▸ Stated problem
Extract each line from the entries below that contains the string "ground". Treat uppercase and lowercase letters as different.

▸ Data entries
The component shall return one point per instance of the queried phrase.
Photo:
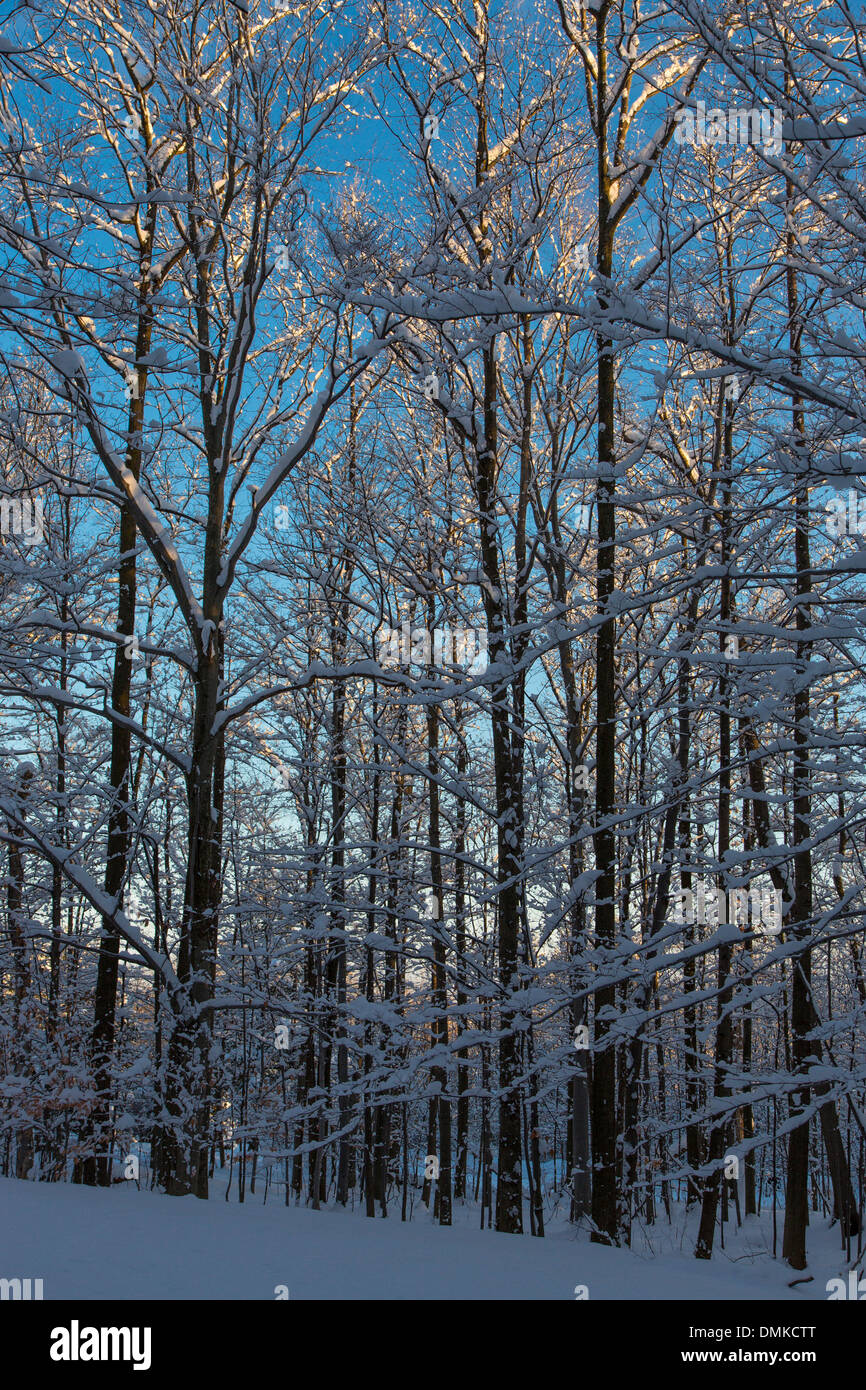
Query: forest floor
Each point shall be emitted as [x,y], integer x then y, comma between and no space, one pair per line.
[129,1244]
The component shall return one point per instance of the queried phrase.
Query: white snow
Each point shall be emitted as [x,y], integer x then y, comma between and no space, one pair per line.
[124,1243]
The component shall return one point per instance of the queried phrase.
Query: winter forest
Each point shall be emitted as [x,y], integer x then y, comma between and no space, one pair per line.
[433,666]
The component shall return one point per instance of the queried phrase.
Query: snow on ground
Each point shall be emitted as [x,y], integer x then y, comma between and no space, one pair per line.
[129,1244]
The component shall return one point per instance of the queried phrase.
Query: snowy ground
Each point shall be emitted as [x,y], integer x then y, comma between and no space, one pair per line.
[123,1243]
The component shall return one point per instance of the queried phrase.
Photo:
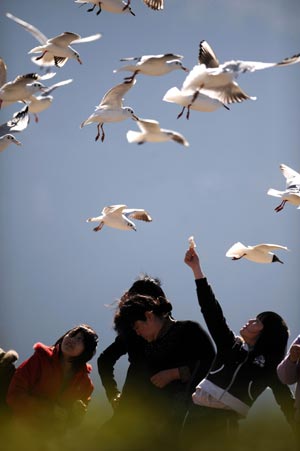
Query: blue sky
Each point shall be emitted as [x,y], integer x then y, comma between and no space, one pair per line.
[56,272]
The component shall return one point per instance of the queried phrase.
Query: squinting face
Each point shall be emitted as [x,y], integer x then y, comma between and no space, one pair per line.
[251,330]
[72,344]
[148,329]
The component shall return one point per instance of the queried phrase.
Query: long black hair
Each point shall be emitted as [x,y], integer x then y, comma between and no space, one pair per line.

▸ The result
Query: snow on ground
Query: snowy ground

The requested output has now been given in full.